(Problem to work on):
Transcribe every line of the material below without change, apart from dropping the pictures.

(Exercise data):
=== Begin Enclosure ===
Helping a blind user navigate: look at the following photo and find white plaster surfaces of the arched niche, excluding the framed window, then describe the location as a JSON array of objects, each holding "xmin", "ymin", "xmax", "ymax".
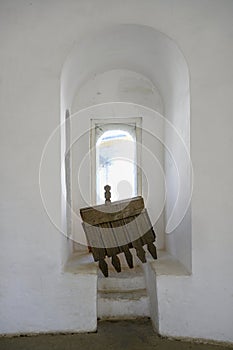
[{"xmin": 61, "ymin": 25, "xmax": 192, "ymax": 271}]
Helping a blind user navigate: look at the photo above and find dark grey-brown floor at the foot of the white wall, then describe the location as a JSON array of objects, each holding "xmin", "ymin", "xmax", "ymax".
[{"xmin": 0, "ymin": 319, "xmax": 233, "ymax": 350}]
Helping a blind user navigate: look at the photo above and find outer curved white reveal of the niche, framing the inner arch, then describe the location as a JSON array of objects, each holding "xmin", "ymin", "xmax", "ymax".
[{"xmin": 61, "ymin": 24, "xmax": 191, "ymax": 270}]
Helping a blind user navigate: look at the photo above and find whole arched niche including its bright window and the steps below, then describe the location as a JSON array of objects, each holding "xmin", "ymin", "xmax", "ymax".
[{"xmin": 61, "ymin": 25, "xmax": 191, "ymax": 323}]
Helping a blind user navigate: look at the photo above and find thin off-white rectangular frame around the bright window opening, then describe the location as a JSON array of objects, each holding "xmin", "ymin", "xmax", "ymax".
[{"xmin": 90, "ymin": 117, "xmax": 142, "ymax": 205}]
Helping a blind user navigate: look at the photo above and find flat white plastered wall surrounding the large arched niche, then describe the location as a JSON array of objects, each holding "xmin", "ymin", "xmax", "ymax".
[{"xmin": 0, "ymin": 0, "xmax": 233, "ymax": 342}]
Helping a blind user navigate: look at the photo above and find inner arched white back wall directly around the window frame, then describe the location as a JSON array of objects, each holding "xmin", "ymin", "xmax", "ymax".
[{"xmin": 71, "ymin": 69, "xmax": 165, "ymax": 249}]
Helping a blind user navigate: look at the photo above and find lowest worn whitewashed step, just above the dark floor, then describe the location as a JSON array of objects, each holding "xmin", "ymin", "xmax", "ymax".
[{"xmin": 97, "ymin": 289, "xmax": 150, "ymax": 319}]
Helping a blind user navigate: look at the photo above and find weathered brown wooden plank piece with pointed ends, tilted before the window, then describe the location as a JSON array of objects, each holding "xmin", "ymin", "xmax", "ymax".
[{"xmin": 80, "ymin": 185, "xmax": 157, "ymax": 277}]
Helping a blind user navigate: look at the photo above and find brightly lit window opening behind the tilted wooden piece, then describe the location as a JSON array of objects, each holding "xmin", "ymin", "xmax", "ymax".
[{"xmin": 96, "ymin": 124, "xmax": 137, "ymax": 204}]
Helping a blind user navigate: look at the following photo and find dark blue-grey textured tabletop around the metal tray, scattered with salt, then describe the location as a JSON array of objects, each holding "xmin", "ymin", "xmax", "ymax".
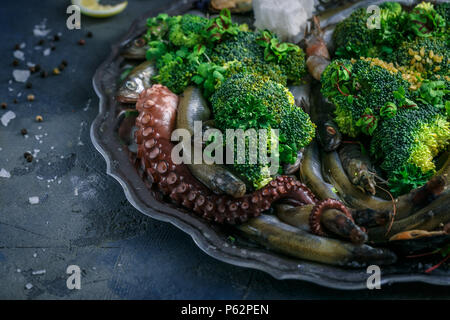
[{"xmin": 0, "ymin": 0, "xmax": 450, "ymax": 299}]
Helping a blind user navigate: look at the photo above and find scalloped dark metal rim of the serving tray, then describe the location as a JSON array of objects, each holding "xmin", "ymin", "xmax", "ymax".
[{"xmin": 91, "ymin": 1, "xmax": 450, "ymax": 289}]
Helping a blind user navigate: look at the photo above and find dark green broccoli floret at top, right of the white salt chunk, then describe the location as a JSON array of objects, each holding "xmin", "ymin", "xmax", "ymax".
[{"xmin": 333, "ymin": 2, "xmax": 408, "ymax": 58}]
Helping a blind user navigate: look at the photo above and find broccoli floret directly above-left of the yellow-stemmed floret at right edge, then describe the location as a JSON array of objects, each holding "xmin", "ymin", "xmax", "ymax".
[{"xmin": 321, "ymin": 58, "xmax": 411, "ymax": 137}]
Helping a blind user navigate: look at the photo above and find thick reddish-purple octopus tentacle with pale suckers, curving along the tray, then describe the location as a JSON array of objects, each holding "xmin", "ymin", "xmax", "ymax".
[{"xmin": 135, "ymin": 84, "xmax": 317, "ymax": 224}]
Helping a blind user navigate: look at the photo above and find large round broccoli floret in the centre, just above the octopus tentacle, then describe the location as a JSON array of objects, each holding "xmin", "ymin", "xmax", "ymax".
[{"xmin": 211, "ymin": 73, "xmax": 315, "ymax": 188}]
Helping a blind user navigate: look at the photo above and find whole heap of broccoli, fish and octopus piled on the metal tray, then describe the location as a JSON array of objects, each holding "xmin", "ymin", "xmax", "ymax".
[{"xmin": 116, "ymin": 3, "xmax": 450, "ymax": 271}]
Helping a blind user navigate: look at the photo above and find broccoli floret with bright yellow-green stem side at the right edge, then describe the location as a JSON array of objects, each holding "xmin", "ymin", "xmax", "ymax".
[{"xmin": 370, "ymin": 102, "xmax": 450, "ymax": 176}]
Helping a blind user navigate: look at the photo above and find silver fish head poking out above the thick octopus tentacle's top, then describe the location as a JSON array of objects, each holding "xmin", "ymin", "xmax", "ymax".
=== End Enclosure ===
(Response):
Helping a blind user navigate: look at the following photo and find white plaster surfaces of the arched niche, excluding the framed window, then describe the location as a JSON array of objects, each holding "xmin", "ymin", "xmax", "ymax".
[{"xmin": 61, "ymin": 25, "xmax": 192, "ymax": 271}]
Helping a blind user navigate: look at the photo above and find dark grey-brown floor at the foot of the white wall, then describe the location as a JSON array of objects, each holding "xmin", "ymin", "xmax", "ymax".
[{"xmin": 0, "ymin": 319, "xmax": 233, "ymax": 350}]
Helping a blind user navigate: look at the photo above and find outer curved white reveal of the niche, framing the inner arch, then describe the location as a JSON array of objects, each holding "xmin", "ymin", "xmax", "ymax".
[{"xmin": 61, "ymin": 24, "xmax": 191, "ymax": 270}]
Helping a blind user navigate: look at the photo above and find whole arched niche including its bright window and the steps below, then describe the location as a JSON array of objects, each holding "xmin", "ymin", "xmax", "ymax".
[{"xmin": 61, "ymin": 25, "xmax": 191, "ymax": 323}]
Helping a blind user navigate: look at the photo above and find thin off-white rectangular frame around the bright window opening, then describe the location as a JSON array of objects, each holding "xmin", "ymin", "xmax", "ymax".
[{"xmin": 90, "ymin": 117, "xmax": 142, "ymax": 205}]
Helping a blind user navigate: look at the photo above and find flat white plastered wall surrounding the large arched niche, then describe the location as a JSON array of objects, each holding "xmin", "ymin", "xmax", "ymax".
[{"xmin": 0, "ymin": 0, "xmax": 233, "ymax": 342}]
Helping a blind user navigate: look at the photo above and find inner arched white back wall directly around the window frame, then describe the location as a JSON array of objects, each holding "xmin", "ymin", "xmax", "ymax".
[{"xmin": 71, "ymin": 69, "xmax": 165, "ymax": 249}]
Helping a blind user navigate: look at the photo above and find lowest worn whitewashed step, just above the dark floor, then describe the location as a JSON array of objects, each holding "xmin", "ymin", "xmax", "ymax".
[{"xmin": 97, "ymin": 289, "xmax": 150, "ymax": 319}]
Helping a blind user navigate: look at the photo above and find weathered brown wooden plank piece with pointed ends, tilted before the window, then describe the location as a JSON array of objects, each holding "xmin", "ymin", "xmax", "ymax".
[{"xmin": 80, "ymin": 185, "xmax": 157, "ymax": 277}]
Helping a blind user navigate: look at the photo above and find brightly lit window opening behind the tilted wooden piece, then describe the location as a JSON array of objects, each holding "xmin", "ymin", "xmax", "ymax".
[{"xmin": 96, "ymin": 124, "xmax": 137, "ymax": 204}]
Helping a blind user navigate: look at the following photo and find dark blue-grey textured tabletop around the metal tray, scattered with salt, then describe the location as a JSON array of objects, each holding "xmin", "ymin", "xmax", "ymax".
[{"xmin": 0, "ymin": 0, "xmax": 450, "ymax": 299}]
Helping a blind user navigate: look at the photo above and find scalloped dark metal rim of the serving tray, then describe the location as a JSON array of objects, each holding "xmin", "ymin", "xmax", "ymax".
[{"xmin": 91, "ymin": 1, "xmax": 450, "ymax": 289}]
Helping a blind user navigate: look at the photo above and find dark green broccoli floret at top, right of the white salt chunk, then describe the location as a JSON array of objects, each holding "xmin", "ymin", "xmax", "ymax".
[{"xmin": 333, "ymin": 2, "xmax": 408, "ymax": 58}]
Helping a blind user navigate: look at the photo above and find broccoli floret directly above-left of the yellow-stemmed floret at right edge, then describe the location as a JSON array of objects, each holding "xmin", "ymin", "xmax", "ymax".
[{"xmin": 321, "ymin": 58, "xmax": 411, "ymax": 137}]
Helping a blind user navigate: look at the photo above and find thick reddish-purple octopus tentacle with pale suckers, curving along the tray, then describe the location as a JSON array of objects, each holding "xmin", "ymin", "xmax", "ymax".
[{"xmin": 135, "ymin": 84, "xmax": 317, "ymax": 224}]
Helping a blind user navigate: look at the photo above and find large round broccoli floret in the centre, just above the octopus tentacle, then describe the location as a JSON array of objects, each holding "xmin", "ymin", "xmax", "ymax".
[{"xmin": 211, "ymin": 73, "xmax": 315, "ymax": 188}]
Helping a blind user navigate: look at the photo above and find whole heap of broccoli, fish and octopus piled on the metal tray, then describe the location as a JSON array of objects, each holding "xmin", "ymin", "xmax", "ymax".
[{"xmin": 116, "ymin": 3, "xmax": 450, "ymax": 271}]
Helping a blind user navigate: look at the photo above and find broccoli floret with bright yellow-green stem side at the right edge, then describe the location as a JSON array of objects, each holding "xmin", "ymin", "xmax", "ymax".
[{"xmin": 370, "ymin": 102, "xmax": 450, "ymax": 176}]
Helping a blind user navigate: look at the photo above and find silver fish head poking out above the thick octopus tentacle's top, then describe the location as a JSON array of objects, each holding "xmin", "ymin", "xmax", "ymax".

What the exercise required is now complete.